• **BLOCCO DI TESTO**
▬▬▬

La sentenza n. 13490/2019 (depositata lo scorso 20 maggio 2020) pronunciata dal Tribunale di Milano e relativa al caso Banca Monte dei Paschi di Siena (da ora BMPS) – che ha riconosciuto la responsabilità ex D.Lgs. n. 231/2001 di NOMURA e DEUTSCHE BANK-London Branch – ha offerto diversi spunti di riflessione sulla tematica della modalità di ascrizione della responsabilità ex crimine in capo alla persona giuridica, ma, ancor più, sul ruolo centrale svolto dall’Organismo di Vigilanza (da ora OdV) nel sistema 231.

In particolare, in merito alla fase dibattimentale, occorre far riferimento alla tesi sostenuta dal consulente tecnico della difesa dell’ente, il quale ha chiarito che, sebbene l’ordinamento inglese non preveda espressamente la necessità di adottare ed attuare un “modello”, è stato comunque adottato dalla DEUTSCHE BANK-London Branch un “sistema” organizzativo, gestionale e di controllo assimilabile al modello di organizzazione e di gestione previsto dal D.Lgs. n. 231/2001 italiano.

Senonché, il Tribunale di Milano ha rilevato le carenze del sistema di tutela e prevenzione dai rischi di natura penale nella verifiche relative all’attuazione e all’efficacia dello stesso sul piano fattuale, con ciò giungendo a ritenerlo inidoneo a soddisfare le condizioni previste e richieste dall’art. 6 del D.Lgs. n. 231/2001 e, pertanto, ad integrare i presupposti di esonero della responsabilità “da reato” dell’ente stesso.

▬▬▬

• **ESTRATTO DEL DATASET**
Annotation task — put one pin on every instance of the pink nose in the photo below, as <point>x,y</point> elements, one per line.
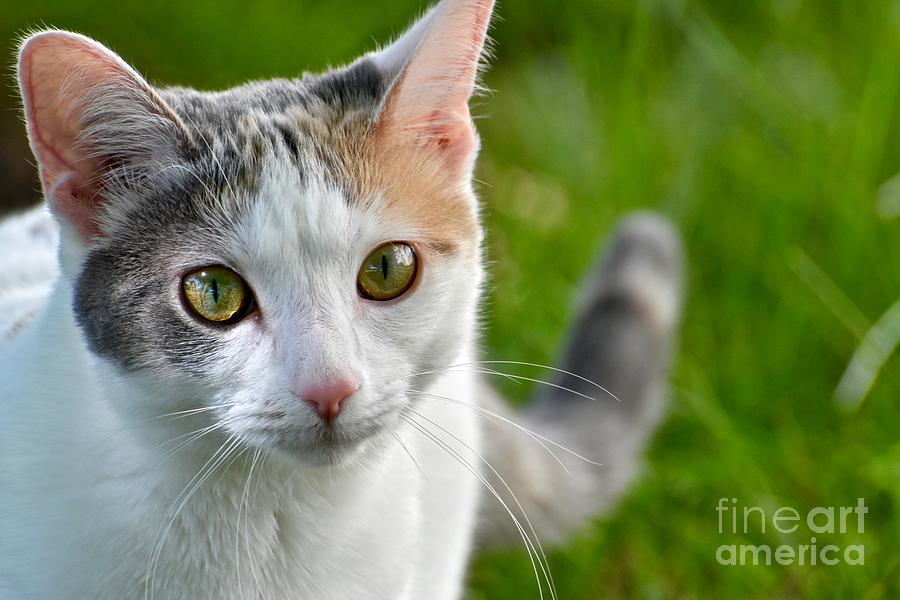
<point>328,398</point>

▬▬▬

• **ESERCIZIO A**
Secondo il brano sulla sentenza del Tribunale di Milano, in quale data è stata depositata la sentenza n. 13490/2019?
• **ESERCIZIO B**
Prosegua il brano sulla sentenza del Tribunale di Milano a partire dal punto in cui si interrompe.
Per lo svolgimento non occorre consultare le righe.

• **ESITO DEL COMPITO A**
Il 20 maggio 2020.

• **ESITO DEL COMPITO B**
L’argomento decisivo a sostegno dell’orientamento della sentenza in questione è stato, nello specifico, la riscontrata mancanza di un organo assimilabile all’OdV, ovverosia di un organo esterno, terzo ed imparziale, deputato alla vigilanza sull’adeguatezza e sull’attuazione dei modelli di organizzazione e di gestione (controllo indiretto), e non già di un organo interno e diretto al controllo dell’operato dell’amministrazione (controllo diretto).

Va rilevato come, nel sistema italiano, il compito di vigilanza sia generalmente assegnato ad un organismo – il più delle volte a composizione collegiale – i cui membri si contraddistinguono per spiccate doti di indipendenza, autonomia ed estraneità rispetto ai fatti oggetto di gestione ed amministrazione, ricoperti, evidentemente, da soggetti operanti internamente all’ente stesso, e, quindi, non tanto imparziali quanto direttamente coinvolti nelle vicende societarie.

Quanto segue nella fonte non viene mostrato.